WHAT THE EXERCISE ASKS:
Return the material below in full and exactly.

SUPPLIED DATA:

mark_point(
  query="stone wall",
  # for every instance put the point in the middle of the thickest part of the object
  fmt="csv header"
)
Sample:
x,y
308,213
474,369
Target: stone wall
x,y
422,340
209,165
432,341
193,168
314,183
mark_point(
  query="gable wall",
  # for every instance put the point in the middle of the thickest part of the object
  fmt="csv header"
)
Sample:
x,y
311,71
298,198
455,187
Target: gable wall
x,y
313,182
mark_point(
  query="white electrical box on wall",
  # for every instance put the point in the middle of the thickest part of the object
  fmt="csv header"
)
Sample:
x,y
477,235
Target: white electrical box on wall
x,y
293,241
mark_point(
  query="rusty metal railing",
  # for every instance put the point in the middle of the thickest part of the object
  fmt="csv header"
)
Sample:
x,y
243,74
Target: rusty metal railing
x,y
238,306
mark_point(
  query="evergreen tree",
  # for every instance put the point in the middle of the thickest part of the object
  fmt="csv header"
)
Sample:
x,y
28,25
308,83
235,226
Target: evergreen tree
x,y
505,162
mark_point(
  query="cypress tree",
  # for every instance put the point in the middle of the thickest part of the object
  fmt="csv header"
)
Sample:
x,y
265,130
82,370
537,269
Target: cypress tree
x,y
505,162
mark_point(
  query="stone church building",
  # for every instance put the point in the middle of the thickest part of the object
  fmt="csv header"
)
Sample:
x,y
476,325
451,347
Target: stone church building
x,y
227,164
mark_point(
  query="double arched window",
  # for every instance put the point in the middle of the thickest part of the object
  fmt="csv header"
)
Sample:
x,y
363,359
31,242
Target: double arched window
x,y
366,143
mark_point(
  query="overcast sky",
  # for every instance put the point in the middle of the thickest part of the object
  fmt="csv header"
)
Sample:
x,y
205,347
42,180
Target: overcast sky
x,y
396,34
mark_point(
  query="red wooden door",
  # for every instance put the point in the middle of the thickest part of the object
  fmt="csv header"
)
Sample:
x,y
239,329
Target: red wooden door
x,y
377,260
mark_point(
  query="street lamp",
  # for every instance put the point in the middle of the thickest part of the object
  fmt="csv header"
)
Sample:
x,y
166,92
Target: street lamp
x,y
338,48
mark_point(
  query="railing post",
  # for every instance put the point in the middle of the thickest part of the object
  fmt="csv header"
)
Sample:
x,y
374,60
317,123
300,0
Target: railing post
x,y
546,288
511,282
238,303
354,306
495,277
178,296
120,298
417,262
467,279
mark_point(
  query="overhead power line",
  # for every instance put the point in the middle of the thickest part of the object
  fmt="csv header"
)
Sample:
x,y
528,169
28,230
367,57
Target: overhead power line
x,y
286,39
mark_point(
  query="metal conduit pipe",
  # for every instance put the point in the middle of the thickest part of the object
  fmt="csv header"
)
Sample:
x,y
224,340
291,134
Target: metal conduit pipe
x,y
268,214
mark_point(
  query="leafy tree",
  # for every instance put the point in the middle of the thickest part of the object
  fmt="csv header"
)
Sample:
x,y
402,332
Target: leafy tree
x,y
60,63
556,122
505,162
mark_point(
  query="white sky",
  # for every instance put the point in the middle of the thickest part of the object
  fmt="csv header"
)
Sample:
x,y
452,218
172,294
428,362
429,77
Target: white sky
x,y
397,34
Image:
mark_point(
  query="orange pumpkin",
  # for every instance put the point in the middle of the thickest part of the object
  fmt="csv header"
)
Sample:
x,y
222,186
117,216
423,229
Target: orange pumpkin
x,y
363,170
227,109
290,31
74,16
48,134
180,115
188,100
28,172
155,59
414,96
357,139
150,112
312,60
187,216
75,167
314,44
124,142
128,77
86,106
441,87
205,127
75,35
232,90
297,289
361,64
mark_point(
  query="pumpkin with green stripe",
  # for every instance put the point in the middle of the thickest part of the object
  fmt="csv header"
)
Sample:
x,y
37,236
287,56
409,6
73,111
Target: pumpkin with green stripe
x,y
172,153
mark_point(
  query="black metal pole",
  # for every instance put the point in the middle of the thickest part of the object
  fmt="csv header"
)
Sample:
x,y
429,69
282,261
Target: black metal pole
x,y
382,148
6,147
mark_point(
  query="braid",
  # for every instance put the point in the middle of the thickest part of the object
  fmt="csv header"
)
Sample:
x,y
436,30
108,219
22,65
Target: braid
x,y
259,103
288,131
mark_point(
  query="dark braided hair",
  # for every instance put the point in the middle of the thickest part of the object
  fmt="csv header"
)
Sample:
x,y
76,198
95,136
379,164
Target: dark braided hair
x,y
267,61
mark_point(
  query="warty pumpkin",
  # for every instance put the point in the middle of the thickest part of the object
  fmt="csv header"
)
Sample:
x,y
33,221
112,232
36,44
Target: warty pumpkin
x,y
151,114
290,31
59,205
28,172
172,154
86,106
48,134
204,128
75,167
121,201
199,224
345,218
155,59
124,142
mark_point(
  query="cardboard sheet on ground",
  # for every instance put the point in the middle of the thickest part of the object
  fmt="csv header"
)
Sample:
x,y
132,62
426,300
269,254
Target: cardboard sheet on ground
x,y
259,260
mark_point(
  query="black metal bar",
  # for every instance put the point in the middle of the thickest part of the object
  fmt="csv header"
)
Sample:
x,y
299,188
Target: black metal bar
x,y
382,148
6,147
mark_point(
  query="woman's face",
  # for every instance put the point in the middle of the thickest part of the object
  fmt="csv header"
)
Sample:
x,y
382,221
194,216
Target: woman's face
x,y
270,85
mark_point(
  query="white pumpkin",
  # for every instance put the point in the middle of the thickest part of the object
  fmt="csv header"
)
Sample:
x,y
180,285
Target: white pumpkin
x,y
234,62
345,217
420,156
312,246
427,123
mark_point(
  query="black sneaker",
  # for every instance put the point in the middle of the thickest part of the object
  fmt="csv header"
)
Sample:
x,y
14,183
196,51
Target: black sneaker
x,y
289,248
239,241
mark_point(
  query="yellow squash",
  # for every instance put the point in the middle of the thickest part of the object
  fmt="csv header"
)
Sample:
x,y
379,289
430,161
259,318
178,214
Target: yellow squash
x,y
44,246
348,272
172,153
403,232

SOLVED PROBLEM:
mark_point(
  query="stone wall",
  # for every instance put the point in the middle of the thickest part of the object
  fmt="csv header"
)
Sample:
x,y
308,213
474,369
Target: stone wall
x,y
422,340
209,165
432,341
193,168
314,183
mark_point(
  query="gable wall",
  # for every instance put the point in the middle of the thickest part of the object
  fmt="csv header"
)
Sample:
x,y
311,71
298,198
455,187
Target: gable wall
x,y
313,182
mark_point(
  query="white electrical box on wall",
  # for every instance put the point in the middle of the thickest part of the object
  fmt="csv header"
)
Sample:
x,y
477,235
Target: white electrical box on wall
x,y
293,241
mark_point(
  query="rusty metal railing",
  # for every instance put the point in the middle of the thickest part of the object
  fmt="csv header"
)
Sample:
x,y
243,74
Target: rusty metal railing
x,y
238,306
mark_point(
  query="evergreen tree",
  # for every instance put the point in the middle of the thickest part of the object
  fmt="csv header"
)
Sample:
x,y
28,25
308,83
235,226
Target: evergreen tree
x,y
505,162
mark_point(
  query="cypress tree",
  # for every instance put the point in the middle of the thickest part of the object
  fmt="csv header"
)
Sample:
x,y
265,130
82,370
537,269
Target: cypress tree
x,y
505,162
mark_point(
  query="stone church building",
  # for every instance put the point in the middle of the thickest part of the object
  fmt="csv header"
)
Sample:
x,y
476,325
451,347
Target: stone church building
x,y
227,164
mark_point(
  query="double arched window",
  # for every instance put the point in the middle of the thickest part of the object
  fmt="csv header"
)
Sample:
x,y
363,359
31,242
Target: double arched window
x,y
366,143
mark_point(
  query="overcast sky",
  # for every instance put the point in the middle of the thickest part of the object
  fmt="csv header"
)
Sample:
x,y
205,347
42,180
Target: overcast sky
x,y
396,34
mark_point(
  query="red wooden door",
  # for every instance put the point in the middle of the thickest part of the object
  fmt="csv header"
)
Sample:
x,y
239,329
Target: red wooden door
x,y
377,260
mark_point(
  query="street lamp",
  # for every instance put the point in the middle of the thickest part of the object
  fmt="csv header"
)
Sample:
x,y
166,92
Target: street lamp
x,y
338,48
mark_point(
  query="railing post",
  # for every instance put the point in the middle of the thickest part of the object
  fmt="csv header"
)
Sample:
x,y
374,60
317,123
300,0
Target: railing post
x,y
546,288
511,282
238,303
354,306
495,277
178,296
120,298
417,262
467,279
mark_point(
  query="overhead power line",
  # for every instance put the point in the middle of the thickest part of the object
  fmt="csv header"
)
Sample:
x,y
528,169
28,230
367,57
Target: overhead power line
x,y
286,39
mark_point(
  query="metal conduit pipe",
  # for every instance put the point in the middle of the thickest part of the object
  fmt="csv header"
)
Sample:
x,y
224,340
291,134
Target: metal conduit pipe
x,y
268,214
mark_point(
  query="leafy tree",
  # for every instance put the point in the middle of the thickest part of the object
  fmt="csv header"
)
Sample:
x,y
402,332
Target: leafy tree
x,y
60,63
556,122
505,162
mark_point(
  query="white sky",
  # for every instance put the point in the middle of the thickest part of the object
  fmt="csv header"
)
Sample:
x,y
452,218
172,294
428,362
429,77
Target: white sky
x,y
397,34
Image:
mark_point(
  query="orange pumpkin",
  # for every instance put the point in the middle of the thickest part of the object
  fmt="csv header"
)
Sample:
x,y
222,186
117,216
423,229
Target: orange pumpkin
x,y
363,170
227,109
290,31
74,16
48,134
180,115
188,100
28,172
155,59
414,96
357,139
150,112
312,60
187,216
75,167
314,44
124,142
128,77
86,106
441,87
205,127
75,35
232,90
297,289
361,64
mark_point(
  query="pumpkin with green stripe",
  # for every instance put the point in the middle of the thickest part of the object
  fmt="csv header"
)
Sample:
x,y
37,236
287,56
409,6
73,111
Target: pumpkin with green stripe
x,y
172,153
mark_point(
  query="black metal pole",
  # for every instance put the point in the middle of the thickest part of the object
  fmt="csv header"
)
Sample:
x,y
429,69
282,261
Target: black metal pole
x,y
382,148
6,147
mark_point(
  query="braid",
  # for every instance put the point in the middle of the thickest part of the object
  fmt="csv header"
)
Sample:
x,y
436,30
108,219
22,65
Target: braid
x,y
259,103
288,131
mark_point(
  query="dark braided hair",
  # for every instance put the point in the middle of the thickest part of the object
  fmt="csv header"
)
Sample:
x,y
76,198
95,136
379,164
Target: dark braided hair
x,y
267,61
mark_point(
  query="warty pumpkin",
  # for every instance put the point in the middle of the thickest part of the object
  fmt="csv header"
)
Sample:
x,y
33,221
112,232
36,44
Target: warty pumpkin
x,y
151,114
290,31
59,205
28,172
172,154
86,106
48,134
204,128
75,167
121,201
199,224
345,218
155,59
124,142
mark_point(
  query="cardboard sheet on ground",
  # for every instance put the point in the middle of the thickest part of the object
  fmt="csv header"
)
Sample:
x,y
132,62
426,300
269,254
Target: cardboard sheet on ground
x,y
259,260
mark_point(
  query="black metal bar",
  # for every instance put the point in the middle of the thickest part of the object
  fmt="csv header"
)
Sample:
x,y
299,188
Target: black metal bar
x,y
382,148
6,147
mark_point(
  query="woman's face",
  # for every instance put the point in the middle of the thickest part of the object
  fmt="csv header"
)
Sample:
x,y
382,221
194,216
Target: woman's face
x,y
270,85
mark_point(
  query="white pumpkin",
  # for every instance put the point in the middle of the thickest part of the object
  fmt="csv header"
)
Sample:
x,y
180,285
Target: white pumpkin
x,y
234,62
345,217
420,156
312,246
427,123
mark_point(
  query="black sneaker",
  # for every instance put the point in the middle of the thickest part of the object
  fmt="csv header"
)
Sample:
x,y
14,183
196,51
Target: black sneaker
x,y
289,248
239,241
mark_point(
  query="yellow squash",
  # for every instance put the point in the middle of the thickest part of the object
  fmt="csv header"
)
Sample:
x,y
379,289
430,161
259,318
178,214
Target: yellow squash
x,y
44,246
348,272
172,153
403,232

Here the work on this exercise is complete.